题目 –
把下面这篇回忆化肥厂工地的文字一字不改地全文照录出来。

正文 –
====================

上个世纪七十年代初,我从湿淋淋的田间来到一个化肥厂工地。工厂正值草创期,各地涌来的民工将把一个小山头夷为平地,在上边建造现代化厂房。同样是湿淋淋的工地,不同的是每日收入比田间劳作要丰厚得多——它改变了我一直靠父母接济的尴尬状态。这些年许多农民从北方来到南方,干着天底下的脏活累活,却一点也没有归心,我看到了几十年前自己瘦弱的影子。我完全理解这种生活向往,尽管他们对多雨的南方如此不习惯,空气中挤满了水,吸进去直打喷嚏。那一年早春特别冷,冬日迟迟不肯退场,山坡上到处都是稀烂的泥浆,枯黄的杂草丛中,散乱的叶尖不停地淌着水滴,坡面蓄积不住,越发松软。几乎每一天都要挖掘到土层中的乱坟,走向不一,没有规矩,它们在地面上的共同点就是毫无标志。开始,下手时没有戒备,也没有紧张感、神秘感,锋利的十字镐一下一下地钉向地面,把大块大块的土石撬起,装上板车。劳作是计件的,这使每一个人都不愿吭声或闲下来说笑,只是闷头苦干。那些年头,人们有的是时间,时间消耗在这无限重复的动作里。突然,有人惊叫起来,整个镐头一下子陷入一个黑洞里。一个腐朽的棺木,在没有外力挤压时,上边被土层薄薄覆盖着支撑着,没有塌陷,而今一动,整个松动破碎,坍了下去。耙出来的除了一些百孔千疮的板材,余下都是烂泥了。一个人就这样被消化得无影无踪。这一段日子里,我一直高度警觉着,镐下有些异常声响都会让我停下来观察一番——我不愿碰到这些长眠之穴,特别是时光尚未消化完毕的躯壳,处理起来让人心弦颤栗。他们在潮润中岑寂地度过了那么久的过程,青草野花长在上面,风吹过来,生动地俯仰。现在这种荒芜、清冷、凄美被打破了,工地的嘈杂改变了原有的气氛,各种不同劳动工具撞击着石块、树桩,使那些生锈的声音浮了上来。这是我感受中最寒冷的一个春天,不同的是泥泞的土壤里已经渗入了工业的气息、机械的气息。我觉得萌发生机的生存方式,居然是从挖掘这样的行为开始的。

====================

区域轮廓条目:
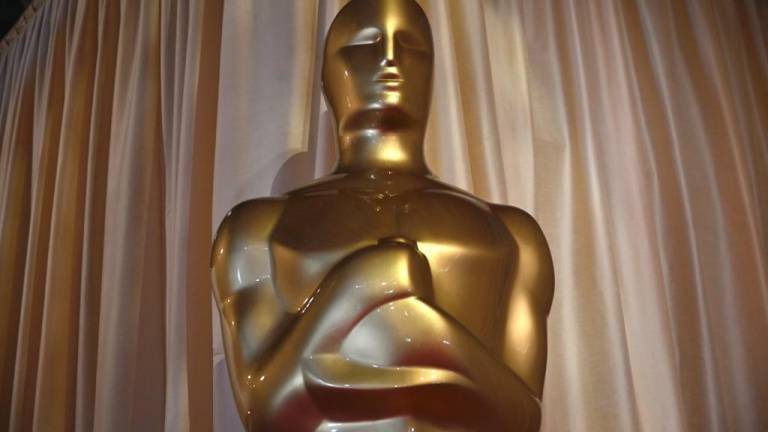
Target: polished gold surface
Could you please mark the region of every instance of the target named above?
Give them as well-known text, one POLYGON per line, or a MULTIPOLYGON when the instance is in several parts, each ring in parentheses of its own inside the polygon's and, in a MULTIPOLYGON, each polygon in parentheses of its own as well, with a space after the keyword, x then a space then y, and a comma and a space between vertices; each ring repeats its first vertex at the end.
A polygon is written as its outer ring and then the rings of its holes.
POLYGON ((424 163, 432 36, 413 0, 329 31, 333 175, 236 206, 212 251, 251 431, 534 431, 552 262, 537 223, 424 163))

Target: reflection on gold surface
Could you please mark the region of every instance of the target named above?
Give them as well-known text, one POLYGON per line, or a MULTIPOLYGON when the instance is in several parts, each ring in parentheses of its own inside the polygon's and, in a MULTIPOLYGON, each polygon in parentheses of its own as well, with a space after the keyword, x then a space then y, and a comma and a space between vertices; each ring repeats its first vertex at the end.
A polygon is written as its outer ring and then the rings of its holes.
POLYGON ((536 222, 439 182, 429 23, 353 0, 327 36, 333 175, 235 207, 211 257, 248 430, 533 431, 552 262, 536 222))

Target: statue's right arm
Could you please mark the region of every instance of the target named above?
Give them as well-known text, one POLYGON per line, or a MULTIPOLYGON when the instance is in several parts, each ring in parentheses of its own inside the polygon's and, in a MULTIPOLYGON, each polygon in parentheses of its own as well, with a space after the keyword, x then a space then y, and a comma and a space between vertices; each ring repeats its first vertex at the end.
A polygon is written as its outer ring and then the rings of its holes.
MULTIPOLYGON (((269 239, 282 213, 281 199, 258 199, 234 207, 219 226, 211 251, 211 277, 219 307, 230 377, 238 382, 285 320, 272 279, 269 239)), ((237 398, 245 397, 237 391, 237 398)), ((244 400, 238 400, 243 406, 244 400)))

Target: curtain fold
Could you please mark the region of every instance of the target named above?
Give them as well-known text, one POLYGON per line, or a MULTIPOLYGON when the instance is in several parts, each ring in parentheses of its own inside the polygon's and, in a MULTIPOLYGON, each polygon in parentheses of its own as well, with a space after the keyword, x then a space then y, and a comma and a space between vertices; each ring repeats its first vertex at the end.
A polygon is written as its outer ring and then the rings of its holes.
MULTIPOLYGON (((768 4, 418 1, 430 166, 552 248, 542 430, 768 429, 768 4)), ((242 429, 210 242, 332 169, 344 3, 35 0, 0 41, 0 429, 242 429)))

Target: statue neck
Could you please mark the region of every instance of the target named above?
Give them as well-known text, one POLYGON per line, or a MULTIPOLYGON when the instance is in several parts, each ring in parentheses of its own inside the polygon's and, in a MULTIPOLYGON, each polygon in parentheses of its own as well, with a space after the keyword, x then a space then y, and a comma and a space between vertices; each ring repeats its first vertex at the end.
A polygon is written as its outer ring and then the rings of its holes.
POLYGON ((390 170, 429 174, 424 161, 423 131, 362 130, 339 136, 336 173, 390 170))

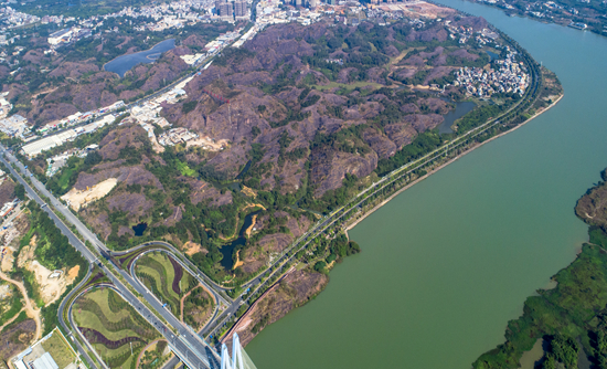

====================

回答 –
上个世纪七十年代初,我从湿淋淋的田间来到一个化肥厂工地。工厂正值草创期,各地涌来的民工将把一个小山头夷为平地,在上边建造现代化厂房。同样是湿淋淋的工地,不同的是每日收入比田间劳作要丰厚得多——它改变了我一直靠父母接济的尴尬状态。这些年许多农民从北方来到南方,干着天底下的脏活累活,却一点也没有归心,我看到了几十年前自己瘦弱的影子。我完全理解这种生活向往,尽管他们对多雨的南方如此不习惯,空气中挤满了水,吸进去直打喷嚏。那一年早春特别冷,冬日迟迟不肯退场,山坡上到处都是稀烂的泥浆,枯黄的杂草丛中,散乱的叶尖不停地淌着水滴,坡面蓄积不住,越发松软。几乎每一天都要挖掘到土层中的乱坟,走向不一,没有规矩,它们在地面上的共同点就是毫无标志。开始,下手时没有戒备,也没有紧张感、神秘感,锋利的十字镐一下一下地钉向地面,把大块大块的土石撬起,装上板车。劳作是计件的,这使每一个人都不愿吭声或闲下来说笑,只是闷头苦干。那些年头,人们有的是时间,时间消耗在这无限重复的动作里。突然,有人惊叫起来,整个镐头一下子陷入一个黑洞里。一个腐朽的棺木,在没有外力挤压时,上边被土层薄薄覆盖着支撑着,没有塌陷,而今一动,整个松动破碎,坍了下去。耙出来的除了一些百孔千疮的板材,余下都是烂泥了。一个人就这样被消化得无影无踪。这一段日子里,我一直高度警觉着,镐下有些异常声响都会让我停下来观察一番——我不愿碰到这些长眠之穴,特别是时光尚未消化完毕的躯壳,处理起来让人心弦颤栗。他们在潮润中岑寂地度过了那么久的过程,青草野花长在上面,风吹过来,生动地俯仰。现在这种荒芜、清冷、凄美被打破了,工地的嘈杂改变了原有的气氛,各种不同劳动工具撞击着石块、树桩,使那些生锈的声音浮了上来。这是我感受中最寒冷的一个春天,不同的是泥泞的土壤里已经渗入了工业的气息、机械的气息。我觉得萌发生机的生存方式,居然是从挖掘这样的行为开始的。